◆ **Work to be completed**: Put every line below into a Markdown table with two columns, Row and Line. Number each row and leave out blank lines.

◆ **Raw data**:
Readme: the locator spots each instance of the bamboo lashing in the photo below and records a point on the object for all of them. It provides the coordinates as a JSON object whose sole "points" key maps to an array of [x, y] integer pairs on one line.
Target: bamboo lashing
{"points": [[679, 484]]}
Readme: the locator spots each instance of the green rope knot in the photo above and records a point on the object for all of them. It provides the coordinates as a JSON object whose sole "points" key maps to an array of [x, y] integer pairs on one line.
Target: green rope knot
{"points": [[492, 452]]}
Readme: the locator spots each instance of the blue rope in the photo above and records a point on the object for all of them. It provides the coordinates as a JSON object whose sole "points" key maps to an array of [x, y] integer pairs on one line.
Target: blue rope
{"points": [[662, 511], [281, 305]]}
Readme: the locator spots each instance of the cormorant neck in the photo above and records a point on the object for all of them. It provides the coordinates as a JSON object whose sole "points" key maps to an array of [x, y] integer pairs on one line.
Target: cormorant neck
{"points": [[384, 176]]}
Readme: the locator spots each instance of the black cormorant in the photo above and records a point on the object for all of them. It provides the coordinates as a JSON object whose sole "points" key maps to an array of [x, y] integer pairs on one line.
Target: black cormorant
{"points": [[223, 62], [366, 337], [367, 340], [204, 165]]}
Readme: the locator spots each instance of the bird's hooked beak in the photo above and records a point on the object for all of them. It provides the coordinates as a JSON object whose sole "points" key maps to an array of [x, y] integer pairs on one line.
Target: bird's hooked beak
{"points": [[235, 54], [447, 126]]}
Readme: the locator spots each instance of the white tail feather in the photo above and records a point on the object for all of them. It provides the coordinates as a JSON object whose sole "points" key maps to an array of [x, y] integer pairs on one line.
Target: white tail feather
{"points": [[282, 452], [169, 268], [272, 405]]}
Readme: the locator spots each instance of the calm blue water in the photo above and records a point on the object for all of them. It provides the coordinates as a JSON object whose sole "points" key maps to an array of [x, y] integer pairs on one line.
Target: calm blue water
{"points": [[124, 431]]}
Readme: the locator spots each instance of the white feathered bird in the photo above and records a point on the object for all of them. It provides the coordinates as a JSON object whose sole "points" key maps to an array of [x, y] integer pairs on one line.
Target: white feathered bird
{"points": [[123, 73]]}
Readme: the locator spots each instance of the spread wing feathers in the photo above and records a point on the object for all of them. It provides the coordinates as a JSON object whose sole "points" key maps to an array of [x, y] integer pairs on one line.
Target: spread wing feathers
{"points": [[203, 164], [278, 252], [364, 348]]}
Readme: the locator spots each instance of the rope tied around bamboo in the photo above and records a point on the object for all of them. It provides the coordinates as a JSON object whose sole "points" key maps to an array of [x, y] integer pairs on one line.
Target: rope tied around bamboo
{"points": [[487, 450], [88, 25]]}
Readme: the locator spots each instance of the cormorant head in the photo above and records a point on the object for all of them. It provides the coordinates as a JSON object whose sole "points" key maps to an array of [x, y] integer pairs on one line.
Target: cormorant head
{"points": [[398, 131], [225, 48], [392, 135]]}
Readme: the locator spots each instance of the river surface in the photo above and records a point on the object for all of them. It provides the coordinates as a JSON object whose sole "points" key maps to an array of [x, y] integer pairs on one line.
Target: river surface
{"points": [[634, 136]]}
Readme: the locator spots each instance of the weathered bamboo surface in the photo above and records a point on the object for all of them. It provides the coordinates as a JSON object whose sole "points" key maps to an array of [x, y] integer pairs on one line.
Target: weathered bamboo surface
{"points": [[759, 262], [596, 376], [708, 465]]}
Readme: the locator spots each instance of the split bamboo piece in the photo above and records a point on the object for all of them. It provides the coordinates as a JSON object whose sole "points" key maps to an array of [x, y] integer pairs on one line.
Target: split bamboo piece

◆ **Worked solution**:
| Row | Line |
|---|---|
| 1 | Readme: the locator spots each instance of the bamboo lashing in the photo below and records a point on the object for all of them. It provides the coordinates as a JSON object whose sole "points" key maps to an array of [x, y] integer pairs on one line. |
| 2 | Target: bamboo lashing |
| 3 | {"points": [[679, 484]]} |
| 4 | Readme: the locator spots each instance of the green rope knot in the photo above and records a point on the object for all of them. It provides the coordinates as a JSON object whose sole "points" key maps to an array of [x, y] integer pairs on one line. |
| 5 | Target: green rope knot |
| 6 | {"points": [[492, 452]]} |
| 7 | Readme: the locator spots each instance of the blue rope in the photo above and records a point on the object for all of them. It provides the coordinates as a JSON object whose sole "points" key maps to an array of [x, y] integer pairs on one line. |
| 8 | Target: blue rope |
| 9 | {"points": [[662, 511], [281, 305]]} |
| 10 | Readme: the locator spots each instance of the cormorant neck in the photo above and records a point on the object for all of them. It provides the coordinates as a JSON object whose sole "points" key maps to an array of [x, y] integer pairs on one line. |
| 11 | Target: cormorant neck |
| 12 | {"points": [[384, 176]]} |
| 13 | Readme: the locator spots each instance of the black cormorant in the photo above and records a point on the object for all of them. It provides the coordinates as a JSON object whose sole "points" key maps to an array of [x, y] integer pairs on one line. |
| 14 | Target: black cormorant |
| 15 | {"points": [[223, 62], [366, 337], [367, 340], [204, 165]]} |
| 16 | Readme: the locator spots each instance of the bird's hooked beak in the photo above and records a point on the object for all of them. It provides the coordinates as a JSON object whose sole "points" key maps to an array of [x, y] integer pairs on one line. |
| 17 | Target: bird's hooked beak |
| 18 | {"points": [[235, 54], [447, 126]]} |
| 19 | Readme: the locator spots each instance of the white tail feather in the photo above and records a point on the object for all of them. It provides the coordinates as a JSON object whose sole "points" key maps to an array of [x, y] integer pairs on one line. |
| 20 | Target: white tail feather |
| 21 | {"points": [[282, 452], [169, 268], [272, 405]]} |
| 22 | Readme: the locator spots each instance of the calm blue water in the photo above and records a point on the object for all of them. It provides the coordinates as a JSON object whose sole "points" key maps to an array of [x, y] integer pairs on one line. |
| 23 | Target: calm blue water |
| 24 | {"points": [[124, 431]]} |
| 25 | Readme: the locator spots each instance of the white feathered bird in the photo above and records a point on the object for all of them. It provides the coordinates as a JSON object whose sole "points" key maps to an array of [x, y] integer pairs on one line. |
| 26 | Target: white feathered bird |
| 27 | {"points": [[123, 73]]} |
| 28 | Readme: the locator spots each instance of the spread wing feathers in the photo above and records a point on the object for all of them. It provides the coordinates as a JSON object whose sole "points" key maps to an array of [x, y] integer pairs on one line. |
| 29 | Target: spread wing feathers |
| 30 | {"points": [[203, 164], [278, 252], [364, 348]]} |
| 31 | Readme: the locator spots each instance of the rope tied around bamboo in the photo above and records a point on the object for all of them. It provides the coordinates as a JSON object whose sole "points" key maps to an array of [x, y] integer pairs on one line. |
| 32 | Target: rope tied around bamboo |
| 33 | {"points": [[487, 450], [88, 25]]} |
| 34 | Readme: the locator spots each instance of the cormorant head in the photo above and records a point on the object for all of them. It provides the coordinates as a JSON object whose sole "points" key maps to an array of [x, y] integer pairs on one line. |
| 35 | Target: cormorant head |
| 36 | {"points": [[398, 131], [225, 48], [392, 135]]} |
| 37 | Readme: the locator spots each instance of the river surface in the photo above and records a point on the object for all of them. It provides the coordinates as a JSON object whose sole "points" key maps to an array of [x, y] integer pairs on one line. |
| 38 | Target: river surface |
| 39 | {"points": [[634, 136]]} |
| 40 | Readme: the locator spots each instance of the weathered bamboo surface in the photo above and records a point on the object for all of them. It provides the coordinates as a JSON object whose sole "points" key maps to an array of [x, y] integer pairs on one line. |
| 41 | Target: weathered bamboo surface |
| 42 | {"points": [[759, 262], [596, 376], [708, 465]]} |
| 43 | Readme: the locator spots each instance of the split bamboo piece in the photo above and records a point on the object for all of them. It provides the coordinates as a JSON object whose sole "points" key maps to an array of [x, y] integer pairs on one line. |
| 44 | Target: split bamboo piece |